* [Task objective]
Give back exactly the lines that run from the line containing "If you could pick out the vegetation" through the end of the listing below. Leave out every other line.

= = = = = = =

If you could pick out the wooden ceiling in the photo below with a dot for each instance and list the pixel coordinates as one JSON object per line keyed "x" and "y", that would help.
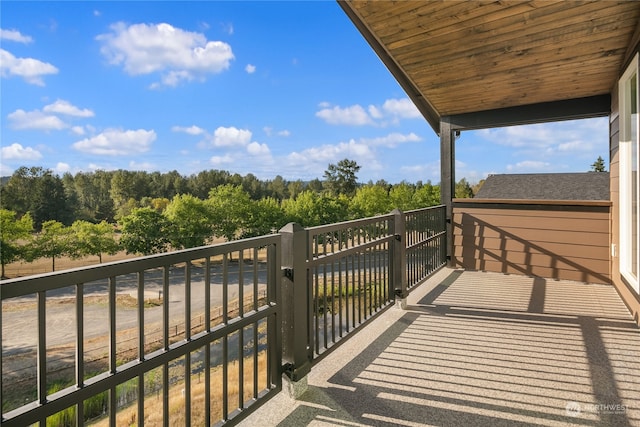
{"x": 455, "y": 57}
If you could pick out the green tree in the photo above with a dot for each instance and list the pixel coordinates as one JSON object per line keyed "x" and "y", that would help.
{"x": 426, "y": 195}
{"x": 401, "y": 196}
{"x": 598, "y": 165}
{"x": 266, "y": 215}
{"x": 145, "y": 231}
{"x": 53, "y": 241}
{"x": 463, "y": 189}
{"x": 310, "y": 209}
{"x": 370, "y": 200}
{"x": 12, "y": 231}
{"x": 191, "y": 219}
{"x": 230, "y": 207}
{"x": 277, "y": 188}
{"x": 93, "y": 239}
{"x": 49, "y": 201}
{"x": 341, "y": 178}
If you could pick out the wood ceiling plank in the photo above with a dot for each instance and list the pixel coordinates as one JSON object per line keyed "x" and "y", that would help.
{"x": 500, "y": 62}
{"x": 517, "y": 38}
{"x": 444, "y": 29}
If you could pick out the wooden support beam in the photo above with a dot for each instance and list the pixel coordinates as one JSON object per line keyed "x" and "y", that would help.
{"x": 447, "y": 179}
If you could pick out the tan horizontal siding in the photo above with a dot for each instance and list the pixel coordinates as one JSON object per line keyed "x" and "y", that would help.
{"x": 538, "y": 239}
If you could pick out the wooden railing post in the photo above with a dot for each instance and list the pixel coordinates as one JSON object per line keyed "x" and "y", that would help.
{"x": 399, "y": 259}
{"x": 296, "y": 305}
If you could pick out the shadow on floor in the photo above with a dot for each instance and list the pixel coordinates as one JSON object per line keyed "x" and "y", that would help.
{"x": 447, "y": 362}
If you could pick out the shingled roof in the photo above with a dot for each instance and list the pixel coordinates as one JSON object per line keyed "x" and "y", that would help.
{"x": 547, "y": 186}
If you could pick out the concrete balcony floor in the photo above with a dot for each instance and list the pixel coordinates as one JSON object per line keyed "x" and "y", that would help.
{"x": 479, "y": 349}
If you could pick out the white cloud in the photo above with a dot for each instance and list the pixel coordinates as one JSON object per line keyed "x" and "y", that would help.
{"x": 30, "y": 69}
{"x": 354, "y": 115}
{"x": 231, "y": 137}
{"x": 144, "y": 166}
{"x": 65, "y": 107}
{"x": 16, "y": 151}
{"x": 529, "y": 166}
{"x": 402, "y": 108}
{"x": 257, "y": 149}
{"x": 36, "y": 119}
{"x": 14, "y": 36}
{"x": 177, "y": 54}
{"x": 221, "y": 160}
{"x": 269, "y": 132}
{"x": 191, "y": 130}
{"x": 391, "y": 111}
{"x": 375, "y": 112}
{"x": 115, "y": 142}
{"x": 333, "y": 153}
{"x": 62, "y": 167}
{"x": 78, "y": 130}
{"x": 392, "y": 140}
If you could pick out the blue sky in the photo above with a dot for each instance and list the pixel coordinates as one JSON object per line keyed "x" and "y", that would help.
{"x": 269, "y": 88}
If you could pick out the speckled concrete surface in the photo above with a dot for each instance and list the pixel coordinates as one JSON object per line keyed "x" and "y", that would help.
{"x": 479, "y": 349}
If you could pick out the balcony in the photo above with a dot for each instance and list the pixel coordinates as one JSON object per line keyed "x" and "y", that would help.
{"x": 212, "y": 332}
{"x": 479, "y": 349}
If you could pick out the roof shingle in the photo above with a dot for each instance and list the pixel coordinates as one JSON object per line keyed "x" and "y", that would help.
{"x": 547, "y": 186}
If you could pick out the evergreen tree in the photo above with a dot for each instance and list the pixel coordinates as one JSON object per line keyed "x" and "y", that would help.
{"x": 341, "y": 178}
{"x": 598, "y": 165}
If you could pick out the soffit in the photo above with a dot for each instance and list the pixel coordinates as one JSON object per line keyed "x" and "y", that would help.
{"x": 455, "y": 57}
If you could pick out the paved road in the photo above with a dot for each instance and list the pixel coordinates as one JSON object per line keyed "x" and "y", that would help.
{"x": 19, "y": 327}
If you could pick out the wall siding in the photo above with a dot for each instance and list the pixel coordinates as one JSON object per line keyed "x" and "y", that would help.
{"x": 557, "y": 241}
{"x": 628, "y": 295}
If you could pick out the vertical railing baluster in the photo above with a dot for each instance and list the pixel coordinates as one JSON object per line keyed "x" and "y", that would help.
{"x": 113, "y": 401}
{"x": 165, "y": 307}
{"x": 256, "y": 299}
{"x": 241, "y": 283}
{"x": 207, "y": 294}
{"x": 256, "y": 349}
{"x": 187, "y": 302}
{"x": 187, "y": 388}
{"x": 165, "y": 394}
{"x": 42, "y": 348}
{"x": 241, "y": 368}
{"x": 79, "y": 349}
{"x": 225, "y": 350}
{"x": 207, "y": 381}
{"x": 225, "y": 289}
{"x": 225, "y": 378}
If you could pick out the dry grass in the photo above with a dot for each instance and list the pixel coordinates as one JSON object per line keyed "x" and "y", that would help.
{"x": 153, "y": 404}
{"x": 43, "y": 265}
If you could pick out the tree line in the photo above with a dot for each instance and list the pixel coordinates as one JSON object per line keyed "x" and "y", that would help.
{"x": 46, "y": 216}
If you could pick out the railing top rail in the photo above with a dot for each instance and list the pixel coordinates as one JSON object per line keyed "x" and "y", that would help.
{"x": 353, "y": 223}
{"x": 423, "y": 209}
{"x": 17, "y": 287}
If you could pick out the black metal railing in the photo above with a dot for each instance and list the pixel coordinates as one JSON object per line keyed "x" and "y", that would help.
{"x": 202, "y": 336}
{"x": 425, "y": 231}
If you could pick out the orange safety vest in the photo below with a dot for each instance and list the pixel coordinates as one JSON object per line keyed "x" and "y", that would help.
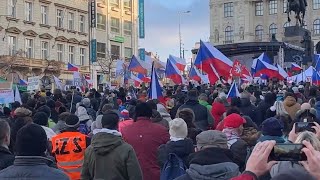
{"x": 69, "y": 148}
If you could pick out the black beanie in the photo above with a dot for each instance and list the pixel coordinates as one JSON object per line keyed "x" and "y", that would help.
{"x": 31, "y": 140}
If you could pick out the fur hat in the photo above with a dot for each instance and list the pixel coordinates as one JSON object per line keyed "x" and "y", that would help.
{"x": 178, "y": 128}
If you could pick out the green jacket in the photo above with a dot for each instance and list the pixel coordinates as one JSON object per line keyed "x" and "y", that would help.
{"x": 109, "y": 157}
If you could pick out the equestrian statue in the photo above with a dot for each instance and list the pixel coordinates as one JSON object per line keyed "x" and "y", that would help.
{"x": 299, "y": 8}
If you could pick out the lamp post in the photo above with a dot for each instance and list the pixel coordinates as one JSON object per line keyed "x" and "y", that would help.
{"x": 180, "y": 36}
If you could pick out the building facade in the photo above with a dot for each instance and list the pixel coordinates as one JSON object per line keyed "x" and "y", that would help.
{"x": 240, "y": 21}
{"x": 117, "y": 36}
{"x": 39, "y": 38}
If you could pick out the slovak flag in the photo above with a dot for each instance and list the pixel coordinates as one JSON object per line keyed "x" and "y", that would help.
{"x": 173, "y": 73}
{"x": 137, "y": 65}
{"x": 233, "y": 92}
{"x": 194, "y": 74}
{"x": 179, "y": 62}
{"x": 295, "y": 67}
{"x": 236, "y": 69}
{"x": 211, "y": 61}
{"x": 155, "y": 90}
{"x": 23, "y": 82}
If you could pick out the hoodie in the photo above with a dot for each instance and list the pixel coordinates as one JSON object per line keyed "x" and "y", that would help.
{"x": 109, "y": 157}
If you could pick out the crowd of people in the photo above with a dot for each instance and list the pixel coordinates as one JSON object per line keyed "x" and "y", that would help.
{"x": 192, "y": 133}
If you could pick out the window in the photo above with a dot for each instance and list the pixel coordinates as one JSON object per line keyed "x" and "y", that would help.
{"x": 127, "y": 27}
{"x": 316, "y": 4}
{"x": 101, "y": 50}
{"x": 101, "y": 21}
{"x": 127, "y": 3}
{"x": 12, "y": 8}
{"x": 115, "y": 52}
{"x": 228, "y": 9}
{"x": 60, "y": 52}
{"x": 316, "y": 26}
{"x": 44, "y": 50}
{"x": 28, "y": 11}
{"x": 228, "y": 34}
{"x": 285, "y": 6}
{"x": 71, "y": 54}
{"x": 12, "y": 43}
{"x": 59, "y": 18}
{"x": 259, "y": 8}
{"x": 71, "y": 21}
{"x": 29, "y": 48}
{"x": 82, "y": 23}
{"x": 115, "y": 25}
{"x": 127, "y": 52}
{"x": 259, "y": 33}
{"x": 273, "y": 7}
{"x": 114, "y": 3}
{"x": 273, "y": 29}
{"x": 44, "y": 14}
{"x": 82, "y": 56}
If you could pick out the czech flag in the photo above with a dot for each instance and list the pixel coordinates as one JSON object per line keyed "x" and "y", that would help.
{"x": 295, "y": 67}
{"x": 173, "y": 73}
{"x": 155, "y": 90}
{"x": 23, "y": 82}
{"x": 137, "y": 66}
{"x": 72, "y": 67}
{"x": 212, "y": 61}
{"x": 194, "y": 74}
{"x": 179, "y": 62}
{"x": 233, "y": 92}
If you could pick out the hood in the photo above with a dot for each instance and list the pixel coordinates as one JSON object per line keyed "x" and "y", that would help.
{"x": 245, "y": 102}
{"x": 180, "y": 148}
{"x": 103, "y": 143}
{"x": 221, "y": 171}
{"x": 290, "y": 101}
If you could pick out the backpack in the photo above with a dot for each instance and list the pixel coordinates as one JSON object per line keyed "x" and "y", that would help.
{"x": 173, "y": 168}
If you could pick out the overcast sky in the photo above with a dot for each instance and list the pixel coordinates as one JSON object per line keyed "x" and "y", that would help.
{"x": 162, "y": 26}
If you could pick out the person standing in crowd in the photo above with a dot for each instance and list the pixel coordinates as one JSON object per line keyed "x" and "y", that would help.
{"x": 203, "y": 118}
{"x": 143, "y": 132}
{"x": 109, "y": 156}
{"x": 233, "y": 128}
{"x": 69, "y": 147}
{"x": 179, "y": 144}
{"x": 30, "y": 161}
{"x": 212, "y": 160}
{"x": 6, "y": 157}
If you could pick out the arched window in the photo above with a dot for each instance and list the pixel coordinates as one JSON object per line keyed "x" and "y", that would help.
{"x": 228, "y": 34}
{"x": 272, "y": 29}
{"x": 316, "y": 26}
{"x": 259, "y": 32}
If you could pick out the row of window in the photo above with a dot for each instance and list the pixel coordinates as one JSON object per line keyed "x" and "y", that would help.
{"x": 273, "y": 7}
{"x": 45, "y": 50}
{"x": 229, "y": 35}
{"x": 115, "y": 24}
{"x": 61, "y": 15}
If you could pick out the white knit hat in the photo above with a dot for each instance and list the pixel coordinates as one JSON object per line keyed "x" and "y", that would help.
{"x": 178, "y": 128}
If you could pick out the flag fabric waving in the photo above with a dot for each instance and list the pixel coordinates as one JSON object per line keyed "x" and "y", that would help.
{"x": 233, "y": 92}
{"x": 173, "y": 73}
{"x": 155, "y": 91}
{"x": 72, "y": 67}
{"x": 179, "y": 62}
{"x": 212, "y": 61}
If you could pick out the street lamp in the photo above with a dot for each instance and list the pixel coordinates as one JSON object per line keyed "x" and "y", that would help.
{"x": 180, "y": 37}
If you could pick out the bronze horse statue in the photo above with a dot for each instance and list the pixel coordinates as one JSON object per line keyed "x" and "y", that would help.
{"x": 299, "y": 8}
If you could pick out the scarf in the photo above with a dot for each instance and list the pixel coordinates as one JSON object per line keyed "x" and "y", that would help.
{"x": 109, "y": 131}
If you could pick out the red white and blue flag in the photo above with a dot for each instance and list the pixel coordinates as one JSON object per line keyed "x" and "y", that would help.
{"x": 72, "y": 67}
{"x": 295, "y": 67}
{"x": 179, "y": 62}
{"x": 211, "y": 61}
{"x": 233, "y": 92}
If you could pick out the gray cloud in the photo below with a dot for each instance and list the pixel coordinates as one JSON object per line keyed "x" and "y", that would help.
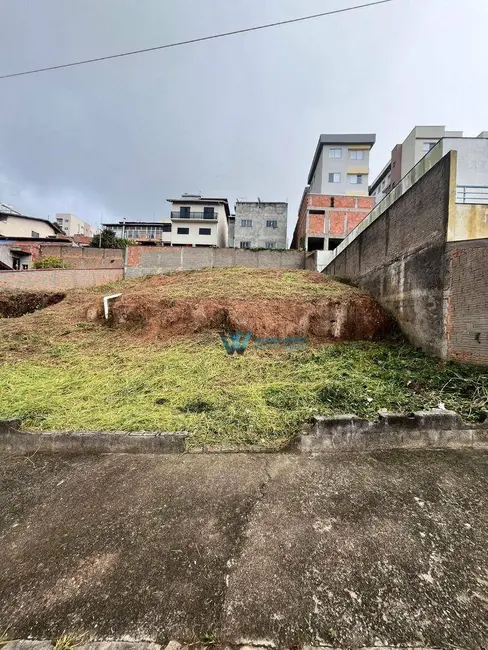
{"x": 238, "y": 117}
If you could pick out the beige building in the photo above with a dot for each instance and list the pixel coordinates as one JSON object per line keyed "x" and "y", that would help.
{"x": 72, "y": 226}
{"x": 16, "y": 226}
{"x": 199, "y": 221}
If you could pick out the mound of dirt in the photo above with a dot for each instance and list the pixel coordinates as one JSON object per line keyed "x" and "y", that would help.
{"x": 355, "y": 316}
{"x": 14, "y": 304}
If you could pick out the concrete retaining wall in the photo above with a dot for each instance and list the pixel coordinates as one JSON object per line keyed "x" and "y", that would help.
{"x": 151, "y": 260}
{"x": 435, "y": 428}
{"x": 16, "y": 442}
{"x": 399, "y": 257}
{"x": 53, "y": 279}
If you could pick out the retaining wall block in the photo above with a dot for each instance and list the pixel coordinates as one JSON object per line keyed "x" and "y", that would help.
{"x": 13, "y": 441}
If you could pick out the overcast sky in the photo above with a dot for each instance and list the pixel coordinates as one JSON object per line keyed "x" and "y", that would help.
{"x": 237, "y": 117}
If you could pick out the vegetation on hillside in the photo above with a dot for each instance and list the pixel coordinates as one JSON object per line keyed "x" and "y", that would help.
{"x": 60, "y": 372}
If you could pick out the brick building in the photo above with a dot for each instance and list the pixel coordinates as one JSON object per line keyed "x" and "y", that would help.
{"x": 324, "y": 220}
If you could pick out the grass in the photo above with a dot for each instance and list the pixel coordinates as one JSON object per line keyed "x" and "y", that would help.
{"x": 261, "y": 397}
{"x": 62, "y": 373}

= = = = = = =

* [The solution]
If you could pick out the vegetation on hillside in the photo above with a dot for each instance and list the pixel coordinates as one JSON object per line keyed "x" and "y", that would help.
{"x": 60, "y": 372}
If you could pick out the brick building in the photo above with a dot for each instance and list the pixel coordinates as one JSON object per line keyed "x" and "y", that would help.
{"x": 324, "y": 220}
If you could pick out the grass in the photo above with a dot for each instance and list the pixel coordinates as one JSON object per line keyed "x" and "y", that would help.
{"x": 261, "y": 397}
{"x": 62, "y": 373}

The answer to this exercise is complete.